** YOUR INSTRUCTIONS **
Among the entries below, find the lines with "shark" and copy them.

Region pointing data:
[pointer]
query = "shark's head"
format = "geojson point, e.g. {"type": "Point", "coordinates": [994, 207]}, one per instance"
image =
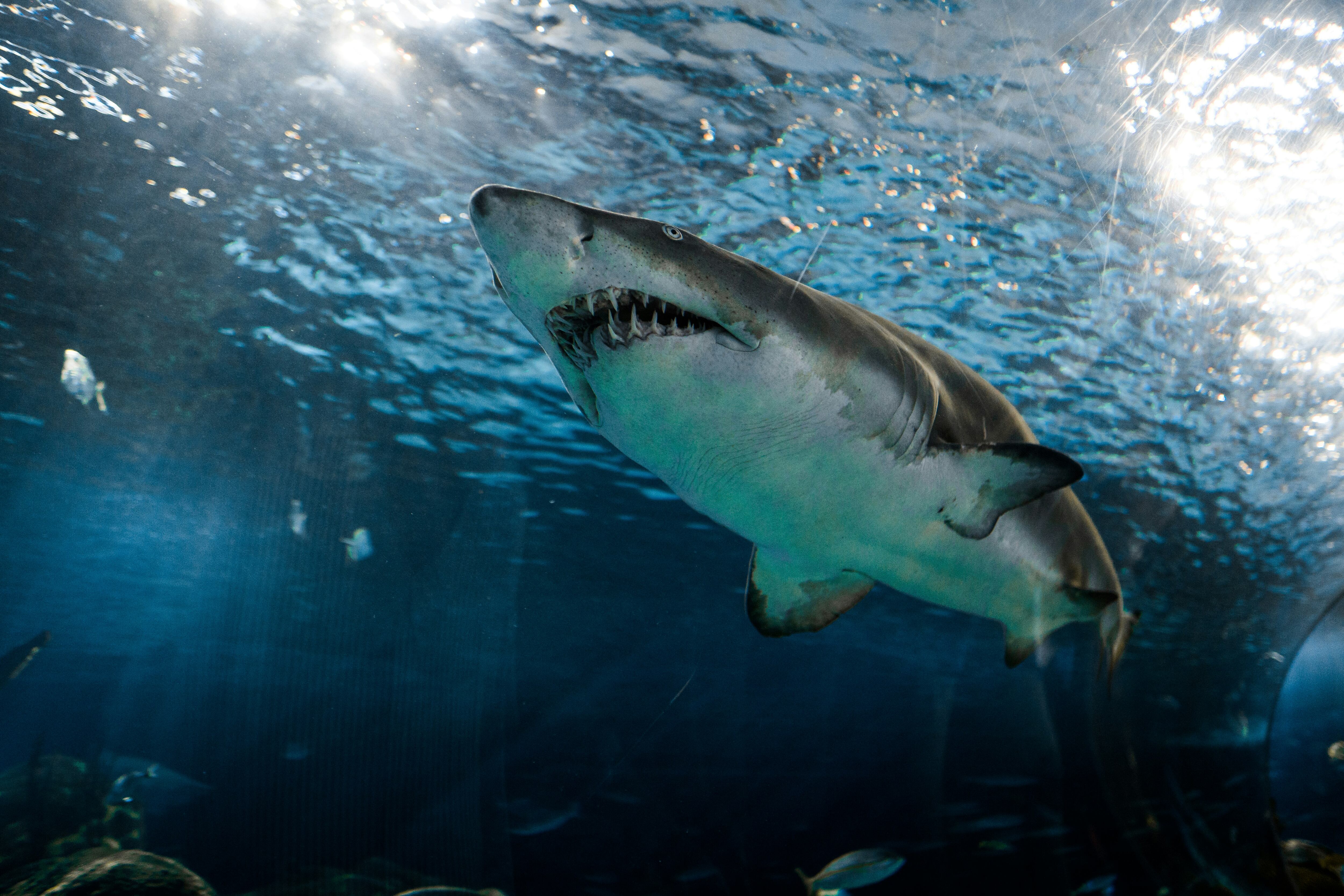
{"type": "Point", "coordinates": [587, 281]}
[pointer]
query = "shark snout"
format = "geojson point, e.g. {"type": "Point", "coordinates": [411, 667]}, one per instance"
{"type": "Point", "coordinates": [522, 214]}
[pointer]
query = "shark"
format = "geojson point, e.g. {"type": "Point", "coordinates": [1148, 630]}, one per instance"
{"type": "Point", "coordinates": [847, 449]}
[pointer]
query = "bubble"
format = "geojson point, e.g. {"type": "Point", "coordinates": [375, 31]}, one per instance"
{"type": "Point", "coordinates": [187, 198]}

==

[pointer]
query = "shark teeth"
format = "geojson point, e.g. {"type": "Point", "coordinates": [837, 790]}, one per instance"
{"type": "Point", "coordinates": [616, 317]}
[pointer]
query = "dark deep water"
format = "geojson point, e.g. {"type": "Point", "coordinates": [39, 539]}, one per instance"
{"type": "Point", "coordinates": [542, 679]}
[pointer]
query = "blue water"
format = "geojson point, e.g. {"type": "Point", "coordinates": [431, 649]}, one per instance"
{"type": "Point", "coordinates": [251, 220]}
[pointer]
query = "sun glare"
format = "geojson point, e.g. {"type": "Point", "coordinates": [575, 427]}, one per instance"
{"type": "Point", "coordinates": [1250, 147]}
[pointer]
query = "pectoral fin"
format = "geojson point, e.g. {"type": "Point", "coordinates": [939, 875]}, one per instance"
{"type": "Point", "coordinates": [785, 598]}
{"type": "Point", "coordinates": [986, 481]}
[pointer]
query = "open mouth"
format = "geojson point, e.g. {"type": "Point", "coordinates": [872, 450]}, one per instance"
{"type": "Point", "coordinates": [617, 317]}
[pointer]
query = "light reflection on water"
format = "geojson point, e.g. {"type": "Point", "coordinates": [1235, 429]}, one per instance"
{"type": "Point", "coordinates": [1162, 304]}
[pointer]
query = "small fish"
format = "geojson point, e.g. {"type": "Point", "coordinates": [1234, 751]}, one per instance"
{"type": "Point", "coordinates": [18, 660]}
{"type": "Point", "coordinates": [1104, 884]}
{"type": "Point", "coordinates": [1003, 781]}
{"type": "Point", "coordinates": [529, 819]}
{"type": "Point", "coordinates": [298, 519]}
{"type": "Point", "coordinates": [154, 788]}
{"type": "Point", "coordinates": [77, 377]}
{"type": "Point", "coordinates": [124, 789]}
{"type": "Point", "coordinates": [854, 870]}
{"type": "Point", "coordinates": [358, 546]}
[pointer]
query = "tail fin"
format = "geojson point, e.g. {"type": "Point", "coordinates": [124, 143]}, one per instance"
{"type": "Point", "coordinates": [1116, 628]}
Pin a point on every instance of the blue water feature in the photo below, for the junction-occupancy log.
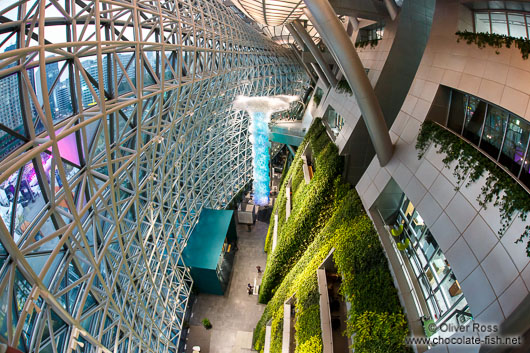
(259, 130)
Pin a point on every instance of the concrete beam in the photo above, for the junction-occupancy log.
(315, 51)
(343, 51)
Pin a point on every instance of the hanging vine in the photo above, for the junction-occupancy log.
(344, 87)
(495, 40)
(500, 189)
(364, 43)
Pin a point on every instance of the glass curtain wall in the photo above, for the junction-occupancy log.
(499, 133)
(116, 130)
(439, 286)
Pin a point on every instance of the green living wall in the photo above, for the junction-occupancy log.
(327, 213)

** EXERCISE SOLUTION **
query = "shark's head"
query = "shark snout"
query = "shark"
query = "shark teeth"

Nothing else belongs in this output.